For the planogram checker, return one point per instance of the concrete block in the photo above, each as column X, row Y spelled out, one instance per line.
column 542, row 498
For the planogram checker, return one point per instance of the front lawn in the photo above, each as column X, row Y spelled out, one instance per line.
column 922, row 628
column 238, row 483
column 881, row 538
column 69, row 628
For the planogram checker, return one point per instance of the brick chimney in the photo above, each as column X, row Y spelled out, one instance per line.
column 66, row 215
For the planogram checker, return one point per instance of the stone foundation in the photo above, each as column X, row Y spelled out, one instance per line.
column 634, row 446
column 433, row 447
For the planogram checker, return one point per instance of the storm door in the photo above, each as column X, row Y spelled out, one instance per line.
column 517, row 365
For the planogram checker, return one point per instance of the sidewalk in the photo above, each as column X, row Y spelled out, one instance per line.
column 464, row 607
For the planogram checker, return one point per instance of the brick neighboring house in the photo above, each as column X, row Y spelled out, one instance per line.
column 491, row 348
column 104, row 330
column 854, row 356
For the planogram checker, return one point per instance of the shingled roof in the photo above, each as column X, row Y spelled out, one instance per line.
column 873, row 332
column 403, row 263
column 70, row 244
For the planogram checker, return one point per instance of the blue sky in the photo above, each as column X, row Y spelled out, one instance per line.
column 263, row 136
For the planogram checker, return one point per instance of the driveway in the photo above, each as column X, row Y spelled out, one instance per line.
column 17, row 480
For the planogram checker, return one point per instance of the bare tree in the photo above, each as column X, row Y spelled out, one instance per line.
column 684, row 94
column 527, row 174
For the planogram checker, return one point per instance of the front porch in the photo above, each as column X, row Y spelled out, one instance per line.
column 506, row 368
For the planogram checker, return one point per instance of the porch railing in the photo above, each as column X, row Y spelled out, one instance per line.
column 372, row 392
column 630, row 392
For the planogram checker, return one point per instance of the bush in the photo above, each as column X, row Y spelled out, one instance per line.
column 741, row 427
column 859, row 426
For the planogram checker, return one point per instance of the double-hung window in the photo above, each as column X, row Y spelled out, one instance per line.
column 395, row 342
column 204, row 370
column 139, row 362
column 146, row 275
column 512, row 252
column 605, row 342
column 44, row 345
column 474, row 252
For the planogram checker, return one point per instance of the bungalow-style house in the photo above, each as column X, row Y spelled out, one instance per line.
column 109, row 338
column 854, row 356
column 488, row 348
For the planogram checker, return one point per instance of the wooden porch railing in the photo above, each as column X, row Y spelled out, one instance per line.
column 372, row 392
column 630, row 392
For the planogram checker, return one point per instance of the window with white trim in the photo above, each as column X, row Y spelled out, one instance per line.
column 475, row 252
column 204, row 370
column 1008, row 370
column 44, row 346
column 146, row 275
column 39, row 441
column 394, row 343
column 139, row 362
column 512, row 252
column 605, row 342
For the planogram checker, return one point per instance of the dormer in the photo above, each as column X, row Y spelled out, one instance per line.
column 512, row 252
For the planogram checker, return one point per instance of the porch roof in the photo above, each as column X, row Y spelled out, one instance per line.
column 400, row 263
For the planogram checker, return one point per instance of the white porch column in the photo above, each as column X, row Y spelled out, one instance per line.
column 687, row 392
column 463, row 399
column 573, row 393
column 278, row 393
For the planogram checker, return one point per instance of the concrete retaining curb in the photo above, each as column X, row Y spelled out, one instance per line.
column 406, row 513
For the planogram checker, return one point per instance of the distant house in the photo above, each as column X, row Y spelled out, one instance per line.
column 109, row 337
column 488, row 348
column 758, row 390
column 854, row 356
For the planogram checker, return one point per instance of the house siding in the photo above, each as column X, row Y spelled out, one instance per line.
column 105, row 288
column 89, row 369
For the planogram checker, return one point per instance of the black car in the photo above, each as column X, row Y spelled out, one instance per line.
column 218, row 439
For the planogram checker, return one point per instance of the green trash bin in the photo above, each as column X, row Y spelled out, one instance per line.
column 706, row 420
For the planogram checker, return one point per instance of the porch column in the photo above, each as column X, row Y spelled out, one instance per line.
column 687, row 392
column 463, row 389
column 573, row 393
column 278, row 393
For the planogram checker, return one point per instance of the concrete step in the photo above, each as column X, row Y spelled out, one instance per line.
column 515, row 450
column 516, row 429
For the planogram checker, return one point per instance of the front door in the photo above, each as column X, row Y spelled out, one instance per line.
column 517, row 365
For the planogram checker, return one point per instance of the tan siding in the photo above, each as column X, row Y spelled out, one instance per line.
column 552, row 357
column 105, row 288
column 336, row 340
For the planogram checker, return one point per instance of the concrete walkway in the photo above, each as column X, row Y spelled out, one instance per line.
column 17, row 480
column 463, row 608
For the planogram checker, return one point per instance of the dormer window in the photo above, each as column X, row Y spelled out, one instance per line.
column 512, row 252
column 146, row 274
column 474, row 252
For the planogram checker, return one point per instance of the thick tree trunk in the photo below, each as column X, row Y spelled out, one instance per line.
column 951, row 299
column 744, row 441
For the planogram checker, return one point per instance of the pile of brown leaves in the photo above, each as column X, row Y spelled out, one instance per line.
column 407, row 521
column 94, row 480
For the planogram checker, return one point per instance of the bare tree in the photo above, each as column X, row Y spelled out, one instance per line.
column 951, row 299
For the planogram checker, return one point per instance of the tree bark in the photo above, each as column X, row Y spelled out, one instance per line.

• • •

> _What to do_:
Copy the entire listing above line for line, changing nothing.

> _Answer in full_:
For the planogram checker, return one point per instance of the concrete block in the photo above, each as column X, row Y spelled out, one instance per line.
column 542, row 498
For the planogram checker, return one point per instance of the front lawn in the photo above, each as column X, row Y spelled out, one instance per line.
column 922, row 628
column 238, row 483
column 881, row 538
column 69, row 628
For the planogram checker, return one point per instance of the brick chimney in the photo above, each as column X, row Y spelled out, one instance per line.
column 66, row 215
For the planogram checker, return one point per instance of the stone foundation in the photo above, each as column X, row Y spelled out, one instance per line.
column 634, row 446
column 433, row 447
For the planogram checker, return one point per instance of the storm door in the photo above, each as column X, row Y spelled out, one instance per line.
column 517, row 365
For the planogram checker, return one point per instance of the sidewalk in the photo above, each as column X, row Y spelled out, one instance per line.
column 464, row 607
For the planogram checker, return one point per instance of the brick neighboring house in the photo above, each as column X, row Y spelled out, one instance per line.
column 491, row 348
column 104, row 330
column 854, row 356
For the planogram checker, return one point per instance of the shingled roof in the photo above, each as column X, row Y spelled out, one instance per line.
column 873, row 332
column 403, row 263
column 70, row 244
For the planogram checker, return one point per instance of the blue sky in the photo above, each as column X, row Y spelled out, one instance per line.
column 263, row 136
For the planogram checker, return one point per instance of the driveway in the photo above, each as column X, row Y spelled out, one instance per line.
column 17, row 480
For the planogram checker, return one point per instance of the bare tree in the photo above, each as column X, row Y spelled out, one instance per line.
column 684, row 94
column 527, row 174
For the planogram checker, return one point per instance of the front porch in the photo above, each as column X, row Y spelled out, one instance per line.
column 506, row 368
For the planogram checker, return one point per instance of the porch railing in the photo above, each as column X, row Y spelled out, one instance per line.
column 372, row 392
column 630, row 392
For the planogram checker, return one point per instance of the bush in the photo above, each as column X, row Y spelled out, one instance per line.
column 741, row 427
column 859, row 426
For the planogram checker, return one point per instance of the double-hung window in the photo above, each as column X, row Y spelled out, one instance per line.
column 395, row 342
column 204, row 370
column 139, row 362
column 146, row 275
column 512, row 252
column 605, row 342
column 44, row 345
column 474, row 252
For the planogram checker, return one point per instance of the bungalow-style house in the photo above, each as column X, row Y spelled out, one instance per line.
column 109, row 338
column 854, row 356
column 488, row 348
For the planogram checker, return one point per instance of the wooden porch railing in the photo above, each as column X, row Y spelled out, one instance per line.
column 372, row 392
column 630, row 392
For the planogram checker, return one point per instance of the window with white trim in the photo above, each as column X, row Y spelled out, one instance per line.
column 475, row 252
column 204, row 370
column 1008, row 370
column 44, row 346
column 146, row 275
column 39, row 441
column 394, row 343
column 139, row 362
column 512, row 252
column 605, row 342
For the planogram checker, return one point per instance of the dormer in the photo above, each as column X, row Y spelled out, one instance per line.
column 512, row 252
For the planogram checker, return one point per instance of the porch roof in the photo above, each as column X, row Y spelled out, one instance per line.
column 400, row 263
For the planogram checker, return one point per instance of the white porch column in the photo above, each as column X, row Y spelled out, one instance per line.
column 687, row 392
column 463, row 399
column 573, row 393
column 278, row 393
For the planogram checker, return one point per instance of the concrete retaining curb in the photo above, each as column X, row Y spelled out, one instance per line.
column 406, row 513
For the planogram checker, return one point per instance of the distant house in the photo above, each as column X, row Y spelled out, one instance per line.
column 109, row 337
column 488, row 348
column 758, row 390
column 854, row 356
For the planogram checker, return one point per instance of the house siding in the photo above, each as column X, row Y spelled out, one instance per line.
column 105, row 288
column 89, row 369
For the planogram checker, return one point per instance of the black car in the photo above, each as column X, row Y spelled out, one instance per line.
column 218, row 439
For the planogram checker, return one point per instance of the green trash bin in the photo above, each as column X, row Y spelled out, one instance per line.
column 706, row 420
For the planogram checker, return one point per instance of the porch column in the photo above, each as column X, row Y spelled out, one instance per line.
column 687, row 392
column 463, row 389
column 573, row 393
column 278, row 393
For the planogram checker, return one point per instance of the concrete step in the photo above, each as column X, row Y spelled out, one instance per line.
column 515, row 450
column 516, row 429
For the planogram checker, return one point per instance of the front door in the photo above, each as column X, row Y spelled out, one instance per line.
column 517, row 365
For the planogram checker, return one point per instance of the tan siding in the photo above, each as column X, row Y spelled out, one instance per line.
column 552, row 357
column 105, row 288
column 336, row 340
For the planogram checker, return one point per instance of the concrete walkway in the photo above, each as column X, row Y spelled out, one instance per line.
column 17, row 480
column 463, row 608
For the planogram checker, return one point per instance of the dormer window in the photo above, each as column X, row Y spelled out, one instance per line.
column 512, row 252
column 146, row 274
column 474, row 252
For the planogram checker, return one point per instance of the thick tree trunk in the photo below, each as column X, row Y spelled out, one instance per line.
column 951, row 299
column 744, row 441
For the planogram checker, return one point per instance of the pile of brown leaves in the photo above, each as column X, row Y spelled out, one instance per line.
column 407, row 521
column 94, row 480
For the planogram checker, return one point per instance of the bare tree in the photo above, each as column X, row Y spelled out, one instance per line.
column 951, row 299
For the planogram checker, return one point per instance of the tree bark in the photo above, each as column X, row Y spelled out, one instance per line.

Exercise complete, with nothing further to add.